→ DIRECTIVE:
Give every line of the data again, unchanged, but with no pictures.

─── SUPPLIED INFORMATION

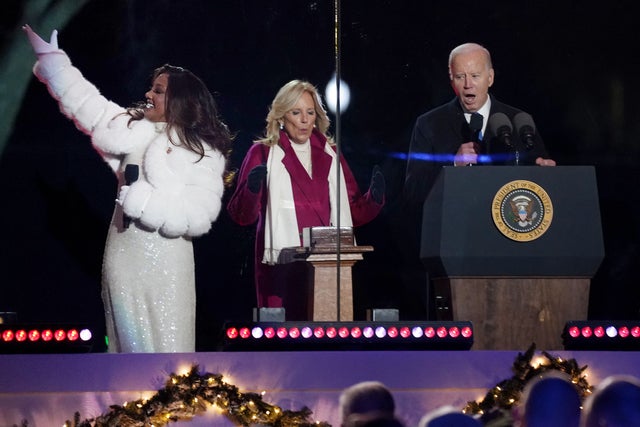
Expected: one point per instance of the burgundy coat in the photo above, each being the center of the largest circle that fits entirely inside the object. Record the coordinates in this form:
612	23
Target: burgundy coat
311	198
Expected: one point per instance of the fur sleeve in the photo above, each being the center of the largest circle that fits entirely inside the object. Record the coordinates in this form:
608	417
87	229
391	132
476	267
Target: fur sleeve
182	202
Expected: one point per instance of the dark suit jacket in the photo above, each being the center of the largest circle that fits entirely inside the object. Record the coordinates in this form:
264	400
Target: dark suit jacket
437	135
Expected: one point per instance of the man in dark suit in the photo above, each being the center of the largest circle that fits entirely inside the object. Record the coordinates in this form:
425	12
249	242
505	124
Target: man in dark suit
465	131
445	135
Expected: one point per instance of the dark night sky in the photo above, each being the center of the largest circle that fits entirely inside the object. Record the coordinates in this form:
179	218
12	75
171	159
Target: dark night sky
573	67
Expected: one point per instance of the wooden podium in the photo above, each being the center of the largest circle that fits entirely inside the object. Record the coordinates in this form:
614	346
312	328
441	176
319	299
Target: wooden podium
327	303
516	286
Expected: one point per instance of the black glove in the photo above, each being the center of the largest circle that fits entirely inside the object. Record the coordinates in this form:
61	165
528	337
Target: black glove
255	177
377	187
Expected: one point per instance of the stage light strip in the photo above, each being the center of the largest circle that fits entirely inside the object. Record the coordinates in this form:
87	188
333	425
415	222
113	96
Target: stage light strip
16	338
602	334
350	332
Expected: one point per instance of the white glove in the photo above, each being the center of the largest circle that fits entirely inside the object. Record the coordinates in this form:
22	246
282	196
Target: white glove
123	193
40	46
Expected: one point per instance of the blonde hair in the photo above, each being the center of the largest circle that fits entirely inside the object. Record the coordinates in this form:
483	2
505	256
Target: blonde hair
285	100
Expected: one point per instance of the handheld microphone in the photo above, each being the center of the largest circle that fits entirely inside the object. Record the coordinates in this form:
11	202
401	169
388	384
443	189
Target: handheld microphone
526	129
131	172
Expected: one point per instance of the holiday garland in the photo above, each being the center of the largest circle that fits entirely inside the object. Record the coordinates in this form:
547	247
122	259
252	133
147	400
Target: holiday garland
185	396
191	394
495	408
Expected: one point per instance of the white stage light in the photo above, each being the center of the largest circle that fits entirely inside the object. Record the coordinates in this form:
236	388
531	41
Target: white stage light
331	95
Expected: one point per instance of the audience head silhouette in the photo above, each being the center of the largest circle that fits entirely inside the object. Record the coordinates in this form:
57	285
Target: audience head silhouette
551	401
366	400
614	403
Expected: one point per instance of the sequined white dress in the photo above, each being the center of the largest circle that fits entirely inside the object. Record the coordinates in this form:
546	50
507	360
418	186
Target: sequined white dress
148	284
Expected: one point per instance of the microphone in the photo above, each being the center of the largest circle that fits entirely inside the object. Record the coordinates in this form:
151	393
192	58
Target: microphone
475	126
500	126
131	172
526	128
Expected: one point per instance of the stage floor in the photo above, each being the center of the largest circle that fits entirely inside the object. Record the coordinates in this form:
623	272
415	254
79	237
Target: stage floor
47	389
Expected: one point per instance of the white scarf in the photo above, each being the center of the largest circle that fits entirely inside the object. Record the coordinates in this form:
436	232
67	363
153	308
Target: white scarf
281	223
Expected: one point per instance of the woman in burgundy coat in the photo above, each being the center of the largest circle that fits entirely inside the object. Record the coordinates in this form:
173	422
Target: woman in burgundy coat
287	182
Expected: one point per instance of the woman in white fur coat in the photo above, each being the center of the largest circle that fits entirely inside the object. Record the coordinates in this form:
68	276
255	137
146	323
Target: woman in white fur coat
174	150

──────

→ REPLY:
Expected: one point per instance of the burgundy coat in the photo above, each being the center of the largest circle that fits entirely inside the object. Record the coordinates in this form:
612	23
Target: burgundy coat
311	198
Expected: one point per instance of the fur sleeve in the photo above, each being the center of the largest circle that fits entirely inside the object. Record the coordinates in this form:
608	417
87	229
391	132
476	267
Target: fur sleeve
182	202
Expected: one point per instance of the dark suit jacket in the photo above, each being the center of the largest circle that fits entirely inside the object. Record the coordinates in this form:
264	400
Target: dark suit jacket
437	135
Expected: one point per instance of the man in dark suit in the photo above, each being the center of the largest circle that fits entirely inside the object. Record the coordinates in this form:
425	12
249	242
505	124
Target: man in dark suit
465	131
445	135
Expected: one point per instance of the dark night sky in the photo above, each being the center of the largest circle that fits entirely inside the object. Record the coordinates in this form:
179	218
12	75
171	159
Target: dark night sky
573	67
Expected: one point per instance of the wooden podium in the photo above, each being the center of the largest circle that fits entirely inside the object. Record the coordinates in this form:
614	346
312	328
441	176
319	299
Target: wooden podium
327	303
516	286
Expected: one point per instance of the black glove in the photo above, each being the center of the largest circle that fits entirely inside the object. Record the coordinates in this form:
61	165
528	337
Target: black glove
255	177
377	187
Expected: one point per instance of the stage light strip in the photo above, each being the center of the largest circle that fits entirely inside the object. Record the coordinates in this form:
87	188
333	425
415	222
113	96
Target: stage light strip
16	338
602	334
350	332
Expected: one point per instance of the white glove in the photo above, each being the center of the largest circle that fits entirely inside the object. Record the coordinates in this form:
22	246
282	196
Target: white glove
123	193
40	46
Expected: one point per instance of the blonde hair in the photo above, each being the center of the largest circle that fits entirely inside the object. Record the coordinates in this form:
483	2
505	256
Target: blonde hair
285	100
Expected: one point per instance of the handheld microphone in the photo above, each being the center of the largest circle that fits entirely inside the object. Record the coordinates in this form:
11	202
401	169
388	384
443	189
Target: handheld microphone
526	129
131	172
Expected: one point per instance of the holiday garland in the photo above, each being the center of the largest circle that fits entirely inside the object. Record the coordinates in this form:
547	247
122	259
252	133
147	400
Target: holiday garland
185	396
191	394
495	408
Expected: one point per instance of the white stage light in the photo above, each being the center of the largest circle that fits entirely inside the object. Record the coordinates in this form:
236	388
531	41
Target: white stage light
331	95
Expected: one point per instance of the audience head silhouette in the photo above, each being the center of the largest circle that fits entirely inside the object. Record the coordinates in this form:
57	285
Target: audience head silhouette
551	401
366	400
614	403
Expected: one point per instance of the sequined white dress in the photo above, each being the center of the largest circle that fits entirely inside the object. Record the coordinates in this form:
546	50
507	360
418	186
Target: sequined white dress
148	284
Expected: one point per instance of the microphone in the photo above, each being the center of the largest circle that fits entirely inside the object. Record the coordinates in this form:
151	393
192	58
Target: microphone
475	126
500	126
131	172
526	128
Expected: one point per instance of the stage floor in the photo above, each being the center of the largest circle that fits entirely inside the object. Record the coordinates in this form:
623	272
415	254
79	237
Target: stage floor
47	389
Expected: one point per instance of the white scarf in the photo above, each being the center of the largest circle that fits entirely inside the object. Record the coordinates in this form:
436	232
67	363
153	308
Target: white scarf
281	223
Expected: one point per instance of the woman in burgundy coat in the photo above, each being the center of the largest circle that fits entirely inside the object. Record the coordinates in this form:
173	422
Target: woman in burgundy coat
287	182
Expected: one point per instance of the woman in white fur coat in the photo above, each being the center of the largest circle that fits entirely inside the object. Record the coordinates in this form:
68	276
255	137
146	323
Target: woman in white fur coat
174	150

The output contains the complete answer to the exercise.